[Dataset excerpts]
⟨

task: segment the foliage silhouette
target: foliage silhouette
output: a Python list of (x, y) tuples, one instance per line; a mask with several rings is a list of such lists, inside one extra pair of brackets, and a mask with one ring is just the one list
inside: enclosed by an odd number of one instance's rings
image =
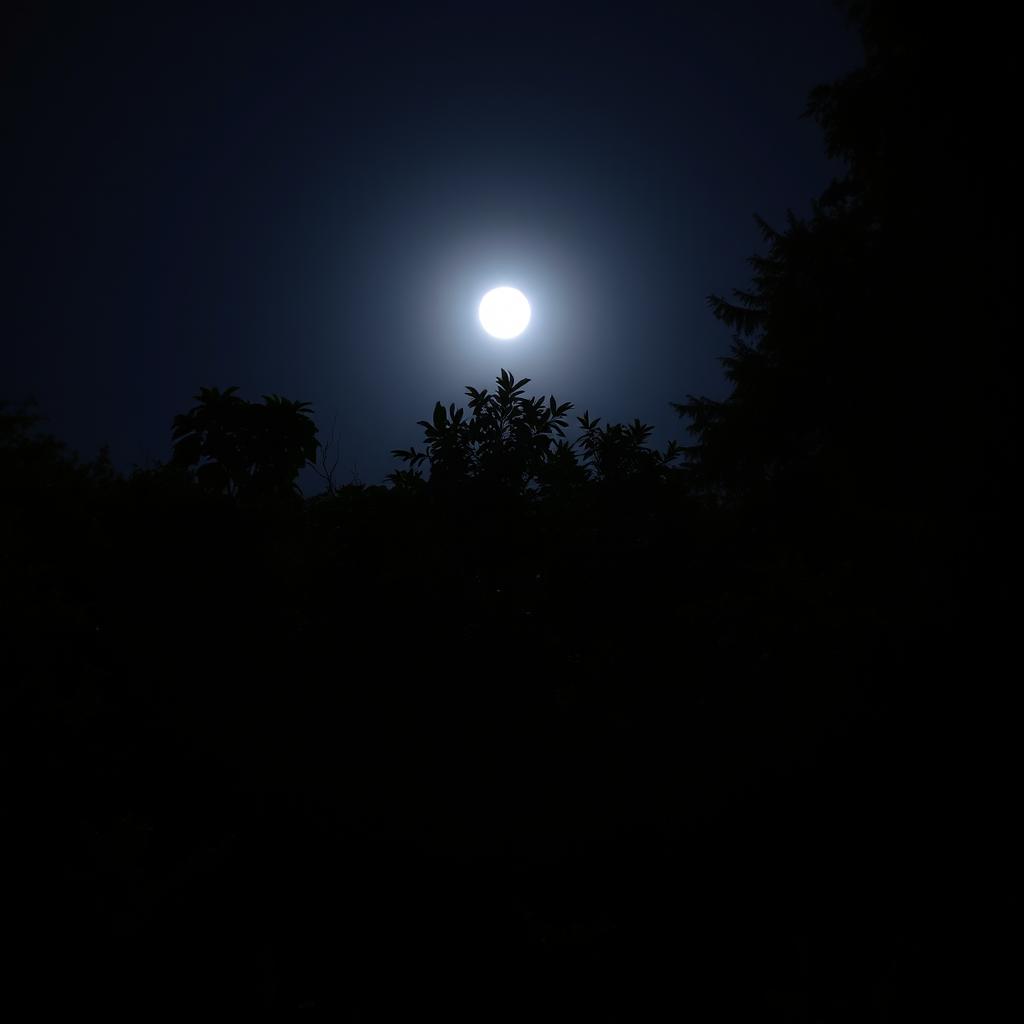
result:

⟩

YOUR GOAL:
When you reach the line that contains "target: foliage silhouette" in the records above, copy it and every line after it exactly through the last one, leaving out the pictures.

TASK SOLUTION:
target: foliage silhouette
output: a Python list of (x, y) tuples, one instance per line; a mask with several rings is a list of such lists, inside one extra pair of brackets, and a mask with one ring is just the one list
inside: enclosed by an odd number of one instance's rings
image =
result:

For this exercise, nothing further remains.